■ Written exercise ■
Please render the rows from the line with "TARGET = adjacent room through doorway" up to and including the line with "x=567, y=244" as a JSON list of strings, one string per line, with blank lines left out.

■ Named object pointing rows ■
################
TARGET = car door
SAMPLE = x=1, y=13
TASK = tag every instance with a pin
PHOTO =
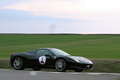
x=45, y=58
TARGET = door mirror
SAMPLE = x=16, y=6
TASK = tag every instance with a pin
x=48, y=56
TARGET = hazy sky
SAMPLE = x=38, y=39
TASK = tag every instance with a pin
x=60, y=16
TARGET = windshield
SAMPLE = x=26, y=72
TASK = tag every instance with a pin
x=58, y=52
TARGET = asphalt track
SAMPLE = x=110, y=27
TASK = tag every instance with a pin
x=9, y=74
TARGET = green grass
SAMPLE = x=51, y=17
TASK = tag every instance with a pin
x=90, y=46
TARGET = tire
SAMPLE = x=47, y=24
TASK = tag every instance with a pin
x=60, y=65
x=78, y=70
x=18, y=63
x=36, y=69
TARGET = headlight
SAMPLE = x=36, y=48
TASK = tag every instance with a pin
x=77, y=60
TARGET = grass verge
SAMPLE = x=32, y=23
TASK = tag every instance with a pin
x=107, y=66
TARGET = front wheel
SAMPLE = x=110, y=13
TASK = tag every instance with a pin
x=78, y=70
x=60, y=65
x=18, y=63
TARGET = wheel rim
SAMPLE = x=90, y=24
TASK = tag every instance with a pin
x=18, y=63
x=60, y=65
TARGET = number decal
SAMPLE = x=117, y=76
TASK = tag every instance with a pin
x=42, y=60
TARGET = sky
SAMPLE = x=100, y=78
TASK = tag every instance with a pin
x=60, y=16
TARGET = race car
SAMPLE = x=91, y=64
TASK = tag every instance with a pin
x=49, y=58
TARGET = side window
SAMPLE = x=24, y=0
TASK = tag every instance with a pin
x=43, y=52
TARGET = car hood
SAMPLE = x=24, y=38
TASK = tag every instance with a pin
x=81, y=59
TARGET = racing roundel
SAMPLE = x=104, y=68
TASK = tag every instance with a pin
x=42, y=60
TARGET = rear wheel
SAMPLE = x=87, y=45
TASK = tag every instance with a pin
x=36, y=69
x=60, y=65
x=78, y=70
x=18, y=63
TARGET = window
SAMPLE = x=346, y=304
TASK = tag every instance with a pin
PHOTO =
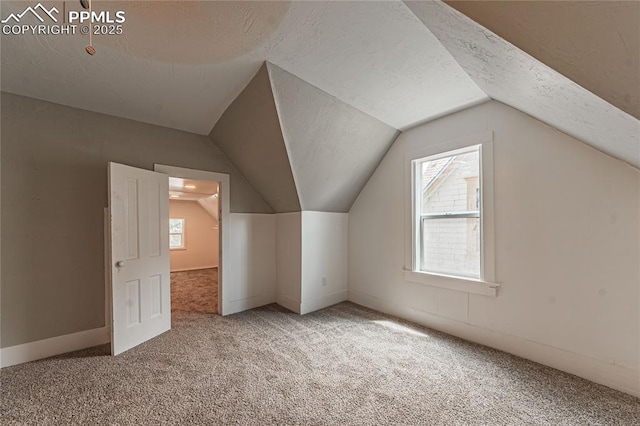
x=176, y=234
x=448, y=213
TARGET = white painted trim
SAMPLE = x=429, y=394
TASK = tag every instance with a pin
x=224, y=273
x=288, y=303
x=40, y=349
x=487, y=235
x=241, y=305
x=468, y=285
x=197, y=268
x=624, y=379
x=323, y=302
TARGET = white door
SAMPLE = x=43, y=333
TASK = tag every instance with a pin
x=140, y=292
################
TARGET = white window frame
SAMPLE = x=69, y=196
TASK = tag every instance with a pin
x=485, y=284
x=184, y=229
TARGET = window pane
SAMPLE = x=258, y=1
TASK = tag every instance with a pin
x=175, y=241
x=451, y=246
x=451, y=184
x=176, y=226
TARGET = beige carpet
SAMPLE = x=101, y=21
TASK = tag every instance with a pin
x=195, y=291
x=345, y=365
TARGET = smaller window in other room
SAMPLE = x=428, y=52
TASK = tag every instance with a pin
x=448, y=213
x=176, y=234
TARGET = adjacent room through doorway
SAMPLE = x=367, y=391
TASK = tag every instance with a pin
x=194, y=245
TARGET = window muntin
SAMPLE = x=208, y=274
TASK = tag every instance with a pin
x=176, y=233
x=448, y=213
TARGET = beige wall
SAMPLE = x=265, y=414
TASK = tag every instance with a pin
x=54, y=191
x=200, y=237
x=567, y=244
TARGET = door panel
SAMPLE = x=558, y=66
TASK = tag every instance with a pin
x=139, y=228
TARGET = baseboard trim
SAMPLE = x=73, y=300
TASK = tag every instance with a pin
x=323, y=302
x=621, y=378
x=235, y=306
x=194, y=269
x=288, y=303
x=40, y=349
################
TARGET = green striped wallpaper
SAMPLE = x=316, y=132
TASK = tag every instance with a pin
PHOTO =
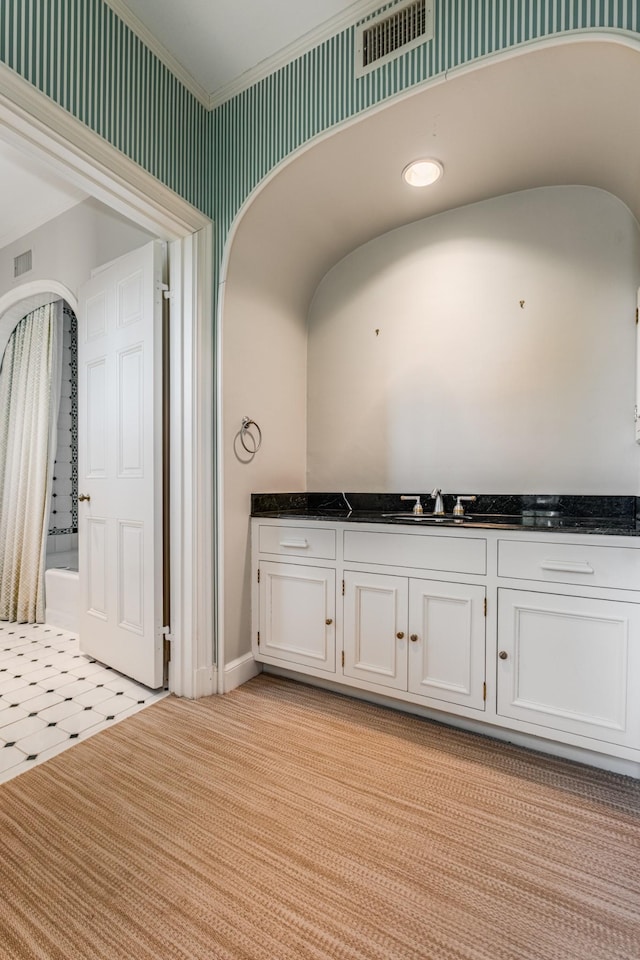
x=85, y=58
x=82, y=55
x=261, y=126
################
■ Full solution ■
[
  "TARGET = adjacent room through doorway",
  "SAMPLE = x=367, y=391",
  "TASK = tag every instance with a pin",
  "x=194, y=245",
  "TARGET = window muntin",
  "SAMPLE = x=208, y=274",
  "TASK = tag every instance with a pin",
  "x=176, y=233",
  "x=448, y=213",
  "TARGET = beige wall",
  "SAMPLE = x=265, y=414",
  "TASK = tag every instance with a pin",
  "x=54, y=191",
  "x=200, y=237",
  "x=567, y=244"
]